→ **Study material**
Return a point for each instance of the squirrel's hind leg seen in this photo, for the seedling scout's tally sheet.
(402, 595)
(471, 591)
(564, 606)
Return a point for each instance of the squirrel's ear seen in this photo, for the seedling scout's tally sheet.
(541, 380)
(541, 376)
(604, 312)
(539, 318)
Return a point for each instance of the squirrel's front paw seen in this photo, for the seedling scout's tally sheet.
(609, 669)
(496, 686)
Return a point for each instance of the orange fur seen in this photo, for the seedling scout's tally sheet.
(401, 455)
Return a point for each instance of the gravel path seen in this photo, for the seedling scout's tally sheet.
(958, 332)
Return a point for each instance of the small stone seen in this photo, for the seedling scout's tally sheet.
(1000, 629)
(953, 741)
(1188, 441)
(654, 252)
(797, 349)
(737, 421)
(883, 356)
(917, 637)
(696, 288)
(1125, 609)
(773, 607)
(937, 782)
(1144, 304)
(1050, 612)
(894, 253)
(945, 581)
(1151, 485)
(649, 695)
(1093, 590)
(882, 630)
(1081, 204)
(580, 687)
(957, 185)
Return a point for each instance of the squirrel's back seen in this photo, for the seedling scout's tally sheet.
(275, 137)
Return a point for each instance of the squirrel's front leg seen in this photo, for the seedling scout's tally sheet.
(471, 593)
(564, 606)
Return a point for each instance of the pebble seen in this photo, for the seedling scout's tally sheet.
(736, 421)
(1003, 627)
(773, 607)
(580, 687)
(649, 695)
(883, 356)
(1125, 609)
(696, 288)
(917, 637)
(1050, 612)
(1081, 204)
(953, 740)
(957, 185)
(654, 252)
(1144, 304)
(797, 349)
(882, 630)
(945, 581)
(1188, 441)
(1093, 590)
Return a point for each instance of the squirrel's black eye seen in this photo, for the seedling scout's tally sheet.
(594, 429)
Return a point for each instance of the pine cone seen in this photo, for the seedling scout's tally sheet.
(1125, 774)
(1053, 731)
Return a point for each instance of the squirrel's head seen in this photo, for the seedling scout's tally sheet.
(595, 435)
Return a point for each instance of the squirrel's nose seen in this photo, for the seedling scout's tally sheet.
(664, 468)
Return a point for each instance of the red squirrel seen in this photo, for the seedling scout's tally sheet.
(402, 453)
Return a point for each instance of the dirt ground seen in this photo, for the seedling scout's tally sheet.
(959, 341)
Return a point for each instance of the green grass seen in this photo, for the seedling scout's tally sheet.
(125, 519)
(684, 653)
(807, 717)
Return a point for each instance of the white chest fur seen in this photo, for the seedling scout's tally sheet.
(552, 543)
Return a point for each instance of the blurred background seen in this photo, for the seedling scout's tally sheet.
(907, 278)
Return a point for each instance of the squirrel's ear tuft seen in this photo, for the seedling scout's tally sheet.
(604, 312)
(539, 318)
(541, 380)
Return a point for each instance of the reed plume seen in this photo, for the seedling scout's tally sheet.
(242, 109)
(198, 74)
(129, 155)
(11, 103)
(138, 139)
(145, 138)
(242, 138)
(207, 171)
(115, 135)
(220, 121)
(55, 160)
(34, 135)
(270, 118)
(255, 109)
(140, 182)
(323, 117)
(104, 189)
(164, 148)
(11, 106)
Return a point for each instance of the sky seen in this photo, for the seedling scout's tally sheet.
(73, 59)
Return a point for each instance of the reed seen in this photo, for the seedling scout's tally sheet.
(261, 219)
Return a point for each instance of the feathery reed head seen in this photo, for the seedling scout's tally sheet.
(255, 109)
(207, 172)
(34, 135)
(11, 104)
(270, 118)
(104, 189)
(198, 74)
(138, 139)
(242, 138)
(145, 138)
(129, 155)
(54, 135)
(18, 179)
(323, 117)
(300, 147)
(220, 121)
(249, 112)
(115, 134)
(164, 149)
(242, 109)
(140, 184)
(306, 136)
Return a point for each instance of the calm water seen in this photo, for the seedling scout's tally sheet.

→ **Work task**
All of the records above are to be set down again exactly.

→ **Task solution**
Return a point for each instance of the squirrel's hind leg seen in this photo, for the seedling scout's tally sheet.
(402, 595)
(471, 591)
(564, 606)
Return a point for each instance of the squirrel's ear seen in this photo, for the seedling scout's tally sheet.
(541, 380)
(541, 376)
(604, 312)
(539, 318)
Return a point for each instance of the squirrel's front paw seen in this photo, for the seedling scout's tally sheet.
(609, 669)
(496, 686)
Return a point for each instance of the orange fur seen in this photo, for the seedling scout's tally sheet.
(401, 455)
Return a point for each instance of the gravel path seen in this photo, for the seedling scout's tally sheet.
(958, 332)
Return a point for each instance of the small stone seen in this photo, for the seedling scout's tally sheet.
(1000, 629)
(953, 741)
(1188, 441)
(654, 252)
(797, 349)
(737, 421)
(883, 356)
(917, 637)
(696, 288)
(1125, 609)
(773, 607)
(937, 782)
(1144, 304)
(1050, 612)
(894, 253)
(945, 581)
(1151, 485)
(649, 695)
(1093, 590)
(882, 630)
(1081, 204)
(580, 687)
(957, 185)
Return a point for each instance of the squirrel's back seen in this photo, for the seedling scout's tally sheet.
(275, 137)
Return a point for each instance of the squirrel's front leg seen in this photo, for the seedling scout's tally sheet.
(471, 593)
(564, 606)
Return a point for each instance of the pebble seen in this photo, for the seedling scout's tally sheet.
(736, 421)
(1003, 627)
(773, 607)
(580, 687)
(649, 695)
(883, 356)
(1125, 609)
(696, 288)
(917, 637)
(1050, 612)
(1081, 204)
(953, 740)
(957, 185)
(654, 252)
(1144, 304)
(797, 349)
(882, 630)
(945, 581)
(1188, 441)
(1093, 590)
Return a point for each instance of the squirrel's black eye seen in this photo, for the seedling scout's tally sheet.
(594, 429)
Return a point for each instance of the pine cone seen in this photo, for the seedling scout's tally sheet.
(1125, 774)
(1053, 731)
Return a point for each instance of the squirrel's head seen in this photo, for the seedling scout's tally sheet.
(595, 435)
Return a point for each instance of the squirrel's nose seen in this photo, for the seedling scout's tally sheet.
(664, 468)
Return a point for each instance of the red squirrel seen in this photo, for the seedling scout's tally sheet.
(402, 453)
Return a point for each instance of the dirt ground seen in this photo, for the seedling scout's tally sheet.
(959, 341)
Return a point for each instance of the green grass seen in this photo, for the seedling scout's tally sheet.
(125, 519)
(684, 653)
(807, 717)
Return a point for each instance of the white chest fur seen in this photo, for the seedling scout's tally sheet.
(552, 543)
Return a point for each instance of the blurred background seen in this photo, for the seedling scout's tally sheet.
(907, 278)
Return a point for each instance of the squirrel's ear tuft seen in this photo, for the seedling scout's tally sheet.
(604, 312)
(539, 318)
(541, 380)
Return a point for each instance of the reed plume seen in this photo, for the seedling scout's tally sheet.
(242, 109)
(198, 74)
(129, 155)
(11, 103)
(138, 139)
(145, 138)
(242, 138)
(207, 171)
(115, 135)
(220, 121)
(55, 160)
(34, 135)
(270, 118)
(255, 109)
(140, 182)
(323, 117)
(104, 189)
(164, 148)
(11, 106)
Return a point for each instance of the sky seen in this photo, for the seedling scout's tally sheet.
(73, 59)
Return a point for each instance of the reed seen in this photo, for the seedling scout's tally sheet.
(261, 219)
Return a point for each instance of the feathery reed head seen in this photo, for the seedling scout's tally sheet.
(255, 109)
(207, 172)
(34, 135)
(11, 104)
(270, 118)
(104, 189)
(198, 74)
(138, 139)
(242, 138)
(145, 138)
(129, 155)
(54, 135)
(18, 179)
(323, 117)
(300, 147)
(220, 121)
(249, 112)
(115, 134)
(164, 149)
(242, 109)
(140, 184)
(306, 136)
Return a point for each instance of the calm water seen in this photo, for the seedling scout's tally sheet.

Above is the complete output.